_WHAT NEEDS TO BE DONE_
Reproduce every one of the records below word for word, keeping each line as it is.

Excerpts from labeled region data
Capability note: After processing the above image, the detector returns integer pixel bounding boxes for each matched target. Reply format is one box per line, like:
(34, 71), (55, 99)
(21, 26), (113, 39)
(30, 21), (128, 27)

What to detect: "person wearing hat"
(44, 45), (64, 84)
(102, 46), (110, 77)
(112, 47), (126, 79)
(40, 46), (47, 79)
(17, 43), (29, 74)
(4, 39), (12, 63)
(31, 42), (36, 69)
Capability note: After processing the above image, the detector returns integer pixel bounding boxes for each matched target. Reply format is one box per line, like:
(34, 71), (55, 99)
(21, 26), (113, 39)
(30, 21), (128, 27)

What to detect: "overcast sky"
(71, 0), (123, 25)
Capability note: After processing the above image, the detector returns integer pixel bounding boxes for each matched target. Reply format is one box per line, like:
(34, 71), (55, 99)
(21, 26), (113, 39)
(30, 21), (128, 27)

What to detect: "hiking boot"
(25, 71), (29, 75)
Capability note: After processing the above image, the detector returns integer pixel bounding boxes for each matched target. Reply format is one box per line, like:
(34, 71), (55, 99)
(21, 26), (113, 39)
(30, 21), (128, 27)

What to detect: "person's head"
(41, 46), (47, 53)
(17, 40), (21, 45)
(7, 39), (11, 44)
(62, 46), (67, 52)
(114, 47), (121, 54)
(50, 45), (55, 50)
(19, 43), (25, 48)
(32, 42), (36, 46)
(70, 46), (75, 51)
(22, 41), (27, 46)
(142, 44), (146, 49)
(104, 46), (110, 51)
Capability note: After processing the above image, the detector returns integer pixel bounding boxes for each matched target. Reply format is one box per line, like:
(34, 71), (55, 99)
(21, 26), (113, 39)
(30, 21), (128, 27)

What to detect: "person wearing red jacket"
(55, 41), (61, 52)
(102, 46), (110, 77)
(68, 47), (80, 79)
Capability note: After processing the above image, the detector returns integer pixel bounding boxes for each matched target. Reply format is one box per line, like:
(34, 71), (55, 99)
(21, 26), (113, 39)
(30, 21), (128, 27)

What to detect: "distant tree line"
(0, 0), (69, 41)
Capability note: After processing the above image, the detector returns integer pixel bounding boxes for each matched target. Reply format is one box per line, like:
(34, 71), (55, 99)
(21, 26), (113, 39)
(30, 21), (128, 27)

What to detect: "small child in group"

_EXPECTED ANSWER_
Capability note: After processing the above image, the detector returns integer pixel bounding boxes for each matched target. Reply format is one box per line, like:
(34, 71), (55, 99)
(21, 26), (113, 39)
(30, 21), (128, 27)

What to detect: "person wearing hat"
(44, 45), (64, 84)
(102, 46), (110, 77)
(112, 47), (126, 79)
(40, 46), (47, 79)
(17, 43), (29, 74)
(4, 39), (12, 63)
(31, 42), (36, 69)
Capability note: After processing the above image, the detector returns integer pixel bounding boxes for each matched target. Reply format is one box per line, like:
(34, 71), (55, 99)
(21, 26), (113, 39)
(30, 21), (128, 27)

What to detect: "overcast sky"
(71, 0), (123, 25)
Capability note: After processing the above image, the detector returns integer pixel bounding boxes for each matched target. Reply format is one box per line, like:
(34, 71), (55, 99)
(21, 26), (113, 39)
(30, 21), (128, 27)

What to detect: "hiking boot"
(25, 71), (29, 75)
Capability note: After processing the above image, the detector returns integer pixel bounding boxes for each matched target. Reply format is one box per line, like:
(34, 71), (55, 99)
(21, 26), (113, 39)
(30, 21), (128, 27)

What to detect: "person's head"
(41, 46), (47, 53)
(17, 40), (21, 45)
(7, 39), (11, 44)
(62, 46), (67, 52)
(114, 47), (121, 54)
(50, 45), (55, 50)
(19, 43), (25, 48)
(32, 42), (36, 46)
(70, 46), (75, 51)
(22, 41), (27, 46)
(142, 44), (146, 49)
(104, 46), (110, 51)
Capability note: After processing the above image, the detector returns integer pixel bounding boxes for each matched target. Reply format is one box per line, like:
(34, 71), (55, 99)
(21, 26), (113, 39)
(30, 21), (128, 27)

What to detect: "person wearing red jacket"
(55, 41), (61, 52)
(102, 46), (110, 77)
(68, 47), (80, 79)
Capability note: After processing the above image, the detector returns integer pixel bounding boxes for each matched target. Reply format is one box per line, like:
(34, 71), (55, 99)
(21, 26), (113, 39)
(30, 21), (128, 27)

What to detect: "distant tree line"
(0, 0), (69, 41)
Capability note: After processing the above image, the detector returns integer pixel bounding boxes for each matched target. Reply format is one box per line, like:
(34, 71), (55, 99)
(21, 26), (113, 39)
(30, 21), (128, 27)

What to detect: "small child in group"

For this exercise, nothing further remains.